- [Objetivo]: Indique si cada una de las siguientes afirmaciones concuerda con el fragmento sobre la política estadounidense y respalde cada sí o no con las palabras decisivas del fragmento, citadas literalmente. 1. Joe Biden tendría 82 años al terminar el mandato. 2. La legislatura 2020-2024 resultó ser plenamente el período de transición que estimaban las apuestas. 3. Trump sigue siendo un outsider dentro del partido republicano.

- [Fragmento proporcionado]:
>>

Así las cosas, el compromiso demócrata de 2020 era volver a la senda del establishment, tan denostado por el trumpismo. Después de vivir el frenesí caótico de la trumpmanía, en el seno del partido azul seguramente pensaron que la estabilidad, lo predecible, la política de grises, ponderada y siempre moderada, iba a ser otra vez valorada, por aburrida que pudiera ser.
En todo caso, habida cuenta de la edad que Joe Biden alcanzaría al final del mandato (82 años), así como de los problemas judiciales y el desgaste político de un Donald Trump que tampoco sería ya ningún jovenzuelo, las apuestas estimaban que la legislatura 2020-2024 sería una suerte de período de transición hacia nuevos liderazgos en los dos principales partidos de EEUU. No obstante, esto no ha sido así. Cuando menos, no del todo.
A pesar de todos los obstáculos y dificultades, Trump consiguió finalmente, contra todo pronóstico, revalidar su candidatura a las presidenciales. Ni Stormy Daniels, ni el capitolio, ni haber perdido unas elecciones después de una presidencia convulsa. Nada iba a frenar a Trump. Hasta tal punto esto ha sido así que no solo ha revalidado su candidatura, sino que el candidato republicano ha conseguido lo que no consiguió en su momento en 2016: ahora ya no es un outsider del partido sino que es, en cierta medida, la quintaesencia de los republicanos.

<<

- [Entradas mostradas]:
>>

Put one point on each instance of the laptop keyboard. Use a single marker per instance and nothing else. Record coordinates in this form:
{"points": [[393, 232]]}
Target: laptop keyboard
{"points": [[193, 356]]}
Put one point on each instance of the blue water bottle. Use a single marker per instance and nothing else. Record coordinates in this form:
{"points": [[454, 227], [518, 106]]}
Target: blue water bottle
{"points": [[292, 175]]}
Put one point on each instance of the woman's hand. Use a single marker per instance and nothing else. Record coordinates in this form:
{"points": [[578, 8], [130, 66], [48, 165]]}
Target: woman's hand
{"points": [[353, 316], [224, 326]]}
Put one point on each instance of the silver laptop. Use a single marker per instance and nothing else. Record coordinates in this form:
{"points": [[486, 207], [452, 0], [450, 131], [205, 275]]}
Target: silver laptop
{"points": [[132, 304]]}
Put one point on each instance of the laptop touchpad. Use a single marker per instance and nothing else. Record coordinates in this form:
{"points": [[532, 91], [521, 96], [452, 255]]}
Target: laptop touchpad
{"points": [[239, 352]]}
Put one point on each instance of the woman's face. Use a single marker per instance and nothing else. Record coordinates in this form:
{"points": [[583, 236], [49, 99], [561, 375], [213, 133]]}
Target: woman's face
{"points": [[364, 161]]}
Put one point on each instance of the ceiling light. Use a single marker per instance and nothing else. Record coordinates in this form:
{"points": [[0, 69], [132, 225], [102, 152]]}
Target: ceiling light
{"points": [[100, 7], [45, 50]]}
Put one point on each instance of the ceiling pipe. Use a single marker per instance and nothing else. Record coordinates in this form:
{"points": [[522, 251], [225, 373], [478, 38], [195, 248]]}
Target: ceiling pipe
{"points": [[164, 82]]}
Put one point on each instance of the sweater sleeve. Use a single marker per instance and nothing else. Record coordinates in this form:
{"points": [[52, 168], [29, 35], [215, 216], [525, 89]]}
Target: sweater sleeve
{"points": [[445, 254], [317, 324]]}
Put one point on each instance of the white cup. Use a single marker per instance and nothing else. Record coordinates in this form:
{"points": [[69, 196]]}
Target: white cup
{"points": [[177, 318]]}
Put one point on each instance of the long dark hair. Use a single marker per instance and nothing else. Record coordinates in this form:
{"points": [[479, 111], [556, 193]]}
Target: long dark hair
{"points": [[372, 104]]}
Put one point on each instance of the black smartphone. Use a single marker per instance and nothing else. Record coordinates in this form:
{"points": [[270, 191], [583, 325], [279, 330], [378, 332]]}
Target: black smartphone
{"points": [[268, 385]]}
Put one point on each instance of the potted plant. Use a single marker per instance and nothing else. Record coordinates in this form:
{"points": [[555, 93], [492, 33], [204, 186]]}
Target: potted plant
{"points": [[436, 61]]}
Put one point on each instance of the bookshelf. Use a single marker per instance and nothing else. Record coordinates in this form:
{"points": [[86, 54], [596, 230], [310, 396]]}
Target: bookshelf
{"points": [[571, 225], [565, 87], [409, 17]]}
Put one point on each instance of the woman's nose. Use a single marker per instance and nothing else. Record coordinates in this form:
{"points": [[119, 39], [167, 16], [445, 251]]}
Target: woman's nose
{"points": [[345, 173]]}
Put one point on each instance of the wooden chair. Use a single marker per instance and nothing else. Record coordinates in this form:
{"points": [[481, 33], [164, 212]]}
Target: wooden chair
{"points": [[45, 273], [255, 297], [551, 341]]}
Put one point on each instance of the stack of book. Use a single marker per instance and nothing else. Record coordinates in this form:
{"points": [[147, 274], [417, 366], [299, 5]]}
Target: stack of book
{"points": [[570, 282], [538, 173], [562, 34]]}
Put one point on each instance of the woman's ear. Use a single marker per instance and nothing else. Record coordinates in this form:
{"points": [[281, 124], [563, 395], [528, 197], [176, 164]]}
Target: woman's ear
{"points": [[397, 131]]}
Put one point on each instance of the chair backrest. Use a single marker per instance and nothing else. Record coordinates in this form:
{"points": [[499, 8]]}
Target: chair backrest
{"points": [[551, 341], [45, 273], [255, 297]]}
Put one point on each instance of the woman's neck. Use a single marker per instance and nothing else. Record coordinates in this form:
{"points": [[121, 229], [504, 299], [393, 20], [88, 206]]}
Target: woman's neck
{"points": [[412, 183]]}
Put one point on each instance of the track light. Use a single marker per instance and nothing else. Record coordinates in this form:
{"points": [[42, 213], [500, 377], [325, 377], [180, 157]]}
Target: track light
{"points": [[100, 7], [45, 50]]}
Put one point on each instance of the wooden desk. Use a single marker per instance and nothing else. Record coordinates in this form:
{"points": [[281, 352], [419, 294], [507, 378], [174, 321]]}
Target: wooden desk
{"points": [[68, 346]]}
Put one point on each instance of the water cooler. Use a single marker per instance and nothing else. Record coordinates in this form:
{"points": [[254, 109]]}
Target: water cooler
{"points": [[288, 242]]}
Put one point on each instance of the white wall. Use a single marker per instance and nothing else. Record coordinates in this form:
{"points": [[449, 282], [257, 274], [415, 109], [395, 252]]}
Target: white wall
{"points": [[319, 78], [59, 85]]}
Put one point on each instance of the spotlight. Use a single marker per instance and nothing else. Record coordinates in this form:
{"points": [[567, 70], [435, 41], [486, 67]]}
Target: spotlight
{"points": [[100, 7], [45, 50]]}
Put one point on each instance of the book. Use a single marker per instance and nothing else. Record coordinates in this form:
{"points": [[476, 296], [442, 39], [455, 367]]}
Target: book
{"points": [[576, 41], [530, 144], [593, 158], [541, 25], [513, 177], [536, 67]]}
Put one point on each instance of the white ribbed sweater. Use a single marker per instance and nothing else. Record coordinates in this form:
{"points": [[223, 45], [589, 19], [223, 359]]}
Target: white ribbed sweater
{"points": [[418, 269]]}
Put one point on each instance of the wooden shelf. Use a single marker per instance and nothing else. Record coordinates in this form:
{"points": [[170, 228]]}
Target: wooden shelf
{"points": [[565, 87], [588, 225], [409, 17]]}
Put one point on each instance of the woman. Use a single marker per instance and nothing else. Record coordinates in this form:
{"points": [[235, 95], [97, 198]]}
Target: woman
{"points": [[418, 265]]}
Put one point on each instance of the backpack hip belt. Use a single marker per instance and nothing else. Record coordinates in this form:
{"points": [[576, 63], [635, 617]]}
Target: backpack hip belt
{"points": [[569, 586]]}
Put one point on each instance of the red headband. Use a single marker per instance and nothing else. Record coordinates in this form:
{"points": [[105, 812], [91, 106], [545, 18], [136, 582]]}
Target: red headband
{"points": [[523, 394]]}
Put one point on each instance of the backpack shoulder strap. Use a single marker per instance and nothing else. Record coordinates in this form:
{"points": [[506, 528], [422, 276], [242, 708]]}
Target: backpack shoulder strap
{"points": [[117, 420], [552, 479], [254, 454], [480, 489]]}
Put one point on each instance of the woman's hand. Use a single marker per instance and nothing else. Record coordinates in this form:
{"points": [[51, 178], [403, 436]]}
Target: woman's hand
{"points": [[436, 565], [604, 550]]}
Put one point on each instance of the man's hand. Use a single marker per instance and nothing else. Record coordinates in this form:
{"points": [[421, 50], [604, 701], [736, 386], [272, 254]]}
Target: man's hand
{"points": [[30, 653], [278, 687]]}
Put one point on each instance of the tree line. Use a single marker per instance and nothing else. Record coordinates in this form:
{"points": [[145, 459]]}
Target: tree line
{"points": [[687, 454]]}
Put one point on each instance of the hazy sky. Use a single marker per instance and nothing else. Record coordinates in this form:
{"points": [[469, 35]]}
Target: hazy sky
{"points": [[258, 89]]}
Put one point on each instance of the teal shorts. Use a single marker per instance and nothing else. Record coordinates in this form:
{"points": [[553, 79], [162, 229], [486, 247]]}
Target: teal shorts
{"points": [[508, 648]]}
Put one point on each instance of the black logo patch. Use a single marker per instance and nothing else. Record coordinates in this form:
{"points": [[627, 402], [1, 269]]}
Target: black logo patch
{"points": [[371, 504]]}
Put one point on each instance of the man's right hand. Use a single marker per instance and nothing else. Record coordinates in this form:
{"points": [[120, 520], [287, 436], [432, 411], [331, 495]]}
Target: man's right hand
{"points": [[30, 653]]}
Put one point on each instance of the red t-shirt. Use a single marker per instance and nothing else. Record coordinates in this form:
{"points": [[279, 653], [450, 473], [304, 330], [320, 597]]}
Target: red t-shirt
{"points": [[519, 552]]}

<<
>>

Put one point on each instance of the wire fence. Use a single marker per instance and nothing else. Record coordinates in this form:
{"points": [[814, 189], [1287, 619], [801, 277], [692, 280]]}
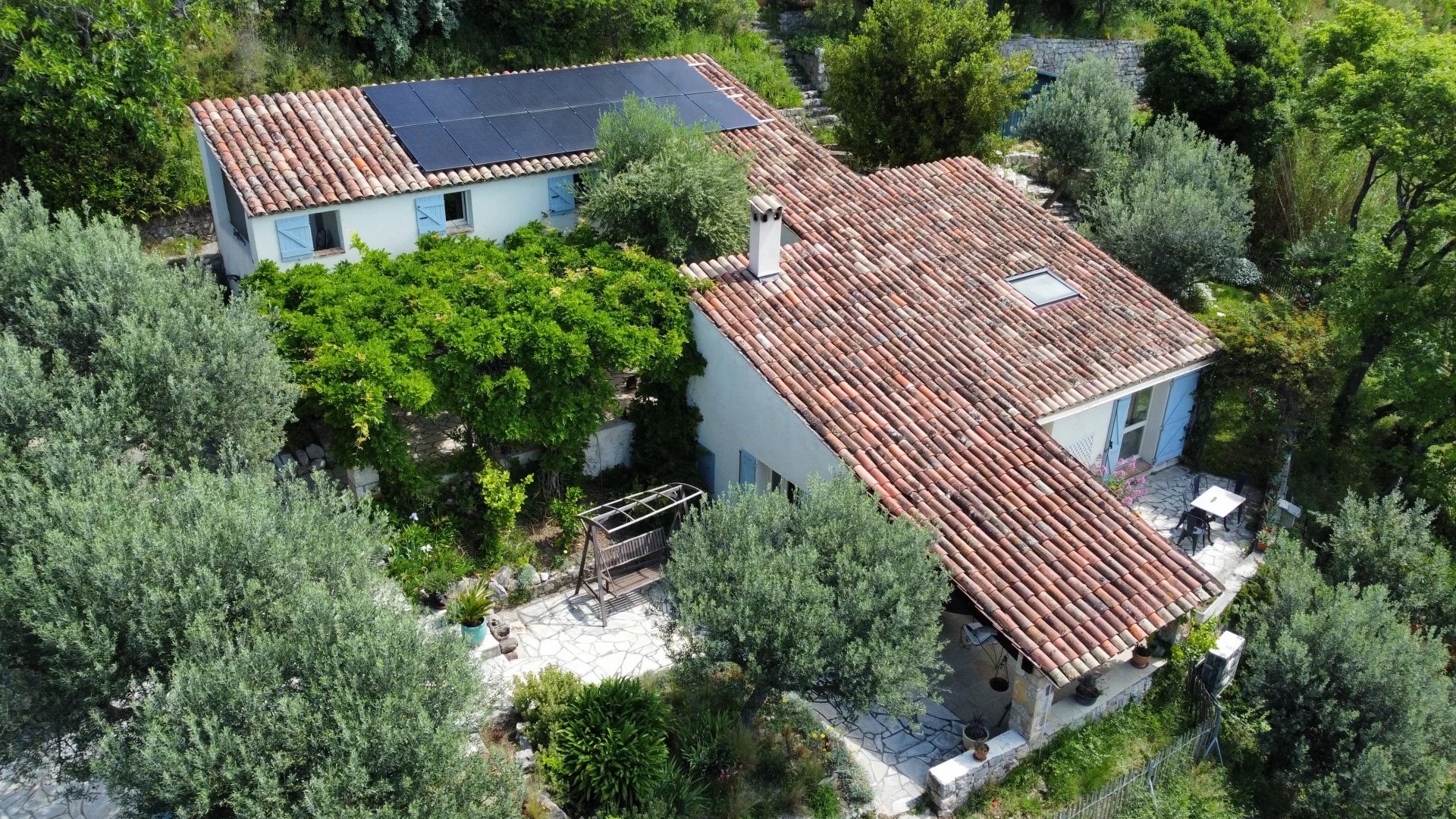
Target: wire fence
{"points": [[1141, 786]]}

<<
>>

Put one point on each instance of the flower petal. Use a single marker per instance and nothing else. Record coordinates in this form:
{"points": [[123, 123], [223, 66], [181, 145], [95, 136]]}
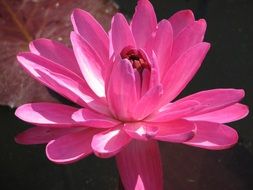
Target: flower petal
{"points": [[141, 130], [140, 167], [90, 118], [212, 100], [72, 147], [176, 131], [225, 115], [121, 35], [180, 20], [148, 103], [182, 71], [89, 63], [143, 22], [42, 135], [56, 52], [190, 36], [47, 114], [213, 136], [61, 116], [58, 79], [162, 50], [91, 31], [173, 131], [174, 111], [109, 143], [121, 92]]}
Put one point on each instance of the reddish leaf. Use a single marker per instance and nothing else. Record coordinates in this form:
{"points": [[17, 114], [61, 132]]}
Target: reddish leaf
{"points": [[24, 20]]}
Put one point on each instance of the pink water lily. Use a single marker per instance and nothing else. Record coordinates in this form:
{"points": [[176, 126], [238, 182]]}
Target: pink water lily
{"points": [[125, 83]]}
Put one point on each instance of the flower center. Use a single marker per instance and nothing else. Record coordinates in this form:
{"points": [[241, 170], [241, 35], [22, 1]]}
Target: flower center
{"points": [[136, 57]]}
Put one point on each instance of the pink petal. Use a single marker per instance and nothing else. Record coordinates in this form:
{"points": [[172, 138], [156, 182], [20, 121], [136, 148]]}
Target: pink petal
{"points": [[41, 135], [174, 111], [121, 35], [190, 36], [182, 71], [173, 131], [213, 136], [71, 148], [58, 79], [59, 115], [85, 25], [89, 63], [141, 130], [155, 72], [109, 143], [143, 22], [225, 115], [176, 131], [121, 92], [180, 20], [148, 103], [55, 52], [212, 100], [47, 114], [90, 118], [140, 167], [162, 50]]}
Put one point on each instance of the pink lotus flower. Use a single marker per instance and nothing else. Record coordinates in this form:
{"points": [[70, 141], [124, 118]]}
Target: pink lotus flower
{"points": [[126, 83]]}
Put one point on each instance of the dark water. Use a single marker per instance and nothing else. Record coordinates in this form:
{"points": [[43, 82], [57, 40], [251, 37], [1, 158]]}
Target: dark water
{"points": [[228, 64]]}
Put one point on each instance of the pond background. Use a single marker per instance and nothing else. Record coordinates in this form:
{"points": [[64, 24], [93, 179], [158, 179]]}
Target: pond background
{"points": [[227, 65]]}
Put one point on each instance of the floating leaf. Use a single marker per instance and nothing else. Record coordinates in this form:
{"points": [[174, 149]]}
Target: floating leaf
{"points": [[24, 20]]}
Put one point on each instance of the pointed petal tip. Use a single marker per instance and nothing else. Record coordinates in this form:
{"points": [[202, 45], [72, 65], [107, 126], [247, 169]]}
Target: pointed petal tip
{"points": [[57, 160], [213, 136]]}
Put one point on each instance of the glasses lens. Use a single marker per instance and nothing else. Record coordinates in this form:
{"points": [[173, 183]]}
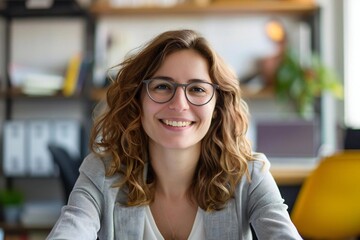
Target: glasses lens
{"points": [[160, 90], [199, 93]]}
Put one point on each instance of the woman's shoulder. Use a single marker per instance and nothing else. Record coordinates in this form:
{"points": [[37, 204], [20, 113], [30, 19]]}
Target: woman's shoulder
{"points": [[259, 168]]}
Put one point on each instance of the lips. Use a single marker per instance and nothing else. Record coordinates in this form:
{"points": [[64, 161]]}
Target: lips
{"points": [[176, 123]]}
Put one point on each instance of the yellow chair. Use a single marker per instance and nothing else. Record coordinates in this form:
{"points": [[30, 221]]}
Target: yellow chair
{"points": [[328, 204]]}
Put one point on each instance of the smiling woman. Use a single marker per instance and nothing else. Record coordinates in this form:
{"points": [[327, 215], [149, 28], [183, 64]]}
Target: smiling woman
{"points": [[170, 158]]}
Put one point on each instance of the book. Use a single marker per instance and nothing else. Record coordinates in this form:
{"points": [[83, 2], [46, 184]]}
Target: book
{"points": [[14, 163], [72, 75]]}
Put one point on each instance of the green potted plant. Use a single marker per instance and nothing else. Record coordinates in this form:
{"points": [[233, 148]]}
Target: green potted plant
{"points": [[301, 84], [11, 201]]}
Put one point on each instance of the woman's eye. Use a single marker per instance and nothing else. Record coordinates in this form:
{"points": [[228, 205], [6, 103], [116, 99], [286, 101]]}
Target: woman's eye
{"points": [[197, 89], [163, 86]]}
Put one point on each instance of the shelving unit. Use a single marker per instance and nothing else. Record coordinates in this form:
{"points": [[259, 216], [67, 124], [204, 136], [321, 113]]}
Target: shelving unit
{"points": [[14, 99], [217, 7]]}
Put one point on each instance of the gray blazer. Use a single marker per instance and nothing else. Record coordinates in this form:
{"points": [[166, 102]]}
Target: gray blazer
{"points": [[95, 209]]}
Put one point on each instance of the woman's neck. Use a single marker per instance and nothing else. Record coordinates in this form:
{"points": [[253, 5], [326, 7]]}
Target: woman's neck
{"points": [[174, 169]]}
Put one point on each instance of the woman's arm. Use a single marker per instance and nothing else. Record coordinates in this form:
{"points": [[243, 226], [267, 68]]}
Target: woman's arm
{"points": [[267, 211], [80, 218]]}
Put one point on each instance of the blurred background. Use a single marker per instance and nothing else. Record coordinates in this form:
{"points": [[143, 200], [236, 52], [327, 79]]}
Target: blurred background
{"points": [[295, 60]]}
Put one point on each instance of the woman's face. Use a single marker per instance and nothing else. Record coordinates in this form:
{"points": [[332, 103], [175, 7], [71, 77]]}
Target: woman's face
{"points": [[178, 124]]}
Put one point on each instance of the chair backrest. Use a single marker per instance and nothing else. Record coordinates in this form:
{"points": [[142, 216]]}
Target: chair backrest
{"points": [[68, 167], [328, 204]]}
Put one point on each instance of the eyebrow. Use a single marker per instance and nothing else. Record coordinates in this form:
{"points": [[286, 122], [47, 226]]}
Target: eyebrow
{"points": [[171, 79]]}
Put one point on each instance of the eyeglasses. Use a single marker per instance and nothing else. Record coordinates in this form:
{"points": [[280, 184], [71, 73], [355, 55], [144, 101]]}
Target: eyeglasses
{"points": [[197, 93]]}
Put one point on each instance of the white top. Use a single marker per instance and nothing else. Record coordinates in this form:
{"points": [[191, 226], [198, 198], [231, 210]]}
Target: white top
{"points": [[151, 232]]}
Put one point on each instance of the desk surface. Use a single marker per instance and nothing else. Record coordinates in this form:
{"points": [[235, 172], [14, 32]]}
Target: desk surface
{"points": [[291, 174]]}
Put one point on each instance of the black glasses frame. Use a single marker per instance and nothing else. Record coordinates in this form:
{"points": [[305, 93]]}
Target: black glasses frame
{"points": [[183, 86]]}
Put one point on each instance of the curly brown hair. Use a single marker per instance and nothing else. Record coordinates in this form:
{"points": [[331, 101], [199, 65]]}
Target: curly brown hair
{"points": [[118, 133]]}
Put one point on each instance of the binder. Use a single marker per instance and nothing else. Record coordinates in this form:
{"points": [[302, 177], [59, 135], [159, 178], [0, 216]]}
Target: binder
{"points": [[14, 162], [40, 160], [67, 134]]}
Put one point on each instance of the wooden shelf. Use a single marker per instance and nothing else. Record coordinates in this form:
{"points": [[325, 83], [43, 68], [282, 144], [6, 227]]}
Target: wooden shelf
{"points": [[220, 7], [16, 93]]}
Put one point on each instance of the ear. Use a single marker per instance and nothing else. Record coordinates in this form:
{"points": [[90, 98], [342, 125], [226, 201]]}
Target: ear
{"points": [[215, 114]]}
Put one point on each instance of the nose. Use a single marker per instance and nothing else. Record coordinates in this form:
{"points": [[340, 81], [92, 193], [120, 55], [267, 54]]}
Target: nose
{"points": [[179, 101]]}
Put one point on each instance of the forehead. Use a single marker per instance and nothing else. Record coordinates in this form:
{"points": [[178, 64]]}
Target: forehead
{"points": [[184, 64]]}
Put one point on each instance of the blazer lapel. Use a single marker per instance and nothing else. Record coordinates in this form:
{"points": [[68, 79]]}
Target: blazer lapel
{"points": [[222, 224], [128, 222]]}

<<

- [Respuesta]:
1. Sí: «la edad que Joe Biden alcanzaría al final del mandato (82 años)».
2. No: «No obstante, esto no ha sido así».
3. No: «ahora ya no es un outsider del partido».